A block of data
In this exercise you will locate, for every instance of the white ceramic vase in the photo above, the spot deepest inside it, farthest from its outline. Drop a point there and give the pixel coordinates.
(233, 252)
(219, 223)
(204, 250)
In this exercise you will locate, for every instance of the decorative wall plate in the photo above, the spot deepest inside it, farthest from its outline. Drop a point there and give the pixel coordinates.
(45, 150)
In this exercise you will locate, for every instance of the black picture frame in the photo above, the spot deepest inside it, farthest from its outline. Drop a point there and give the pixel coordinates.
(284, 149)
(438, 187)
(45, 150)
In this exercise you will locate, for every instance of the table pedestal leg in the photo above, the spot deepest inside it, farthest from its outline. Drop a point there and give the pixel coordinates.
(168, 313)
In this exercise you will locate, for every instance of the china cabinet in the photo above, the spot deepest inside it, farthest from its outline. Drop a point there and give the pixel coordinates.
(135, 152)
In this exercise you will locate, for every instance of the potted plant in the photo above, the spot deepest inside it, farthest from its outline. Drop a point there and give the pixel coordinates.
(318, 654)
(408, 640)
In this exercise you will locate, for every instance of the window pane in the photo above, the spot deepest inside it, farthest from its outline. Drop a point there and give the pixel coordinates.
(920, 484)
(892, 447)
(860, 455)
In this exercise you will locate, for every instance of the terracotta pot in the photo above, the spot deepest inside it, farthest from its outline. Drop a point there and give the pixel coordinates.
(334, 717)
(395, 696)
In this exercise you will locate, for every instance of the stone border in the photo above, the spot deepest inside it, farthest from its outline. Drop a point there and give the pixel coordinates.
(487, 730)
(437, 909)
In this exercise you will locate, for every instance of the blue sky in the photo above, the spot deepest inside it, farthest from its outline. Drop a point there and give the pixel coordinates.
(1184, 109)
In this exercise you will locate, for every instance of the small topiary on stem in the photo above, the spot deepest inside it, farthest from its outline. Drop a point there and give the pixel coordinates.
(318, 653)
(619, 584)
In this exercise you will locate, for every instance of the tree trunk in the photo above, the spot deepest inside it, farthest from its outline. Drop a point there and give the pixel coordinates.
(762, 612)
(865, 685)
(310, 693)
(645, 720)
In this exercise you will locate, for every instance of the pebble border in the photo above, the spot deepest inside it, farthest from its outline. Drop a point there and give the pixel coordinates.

*PROBLEM STATEMENT*:
Arrange the lines as a numbered list, starting at the line that has "of the china" and running through the final line of the block, and leave out any blank lines.

*SOLUTION TO THE EXERCISE*:
1. In this exercise you will locate, for every instance of the china cabinet in the photo above, the spot deepest inside it, farthest from its outline. Drop a point there and give the pixel coordinates.
2. (135, 152)
3. In this exercise you will locate, for every instance of the potted plant in the photo above, the spot deepest inside it, farthest from its outline. Drop a point there and give the pixel coordinates.
4. (318, 654)
5. (408, 640)
6. In this exercise you will locate, for every instance of the window pane in the photo above, the spot deepest inside it, farthest from its outline. Drop a point there and give the pixel coordinates.
7. (920, 484)
8. (892, 447)
9. (860, 455)
10. In this exercise you will locate, for every instance of the terracotta pot in the photo above, the spot deepest inside it, farthest from its outline. Drop a point there and give the pixel coordinates.
11. (334, 717)
12. (395, 696)
13. In this exercise you will locate, for every instance of the stone border in the photo above, the spot deepest inside it, farthest from its outline. Drop a point there and give the pixel coordinates.
14. (487, 730)
15. (437, 909)
16. In this exercise you will locate, for every instance of the blue sky in the photo above, the spot deepest inside it, farthest from its outline. Drop a point there and give the pixel coordinates.
17. (1184, 109)
18. In this exercise you will locate, for every instance of the small topiary on stem in the photo above, the spot deepest inside it, farthest from its outline. Drop a point there and give the pixel coordinates.
19. (318, 653)
20. (619, 584)
21. In this exercise you will locate, for every instance of the tree trunk in the photo above, the spot deepest inside it, farthest from its outline. Drop a point there and give the pixel coordinates.
22. (762, 612)
23. (865, 685)
24. (310, 693)
25. (645, 720)
26. In this exercise you will locate, for every instance of the pebble border in the photo above, the spot deepest inside it, farthest from its outline. Drop a point there and give the pixel coordinates.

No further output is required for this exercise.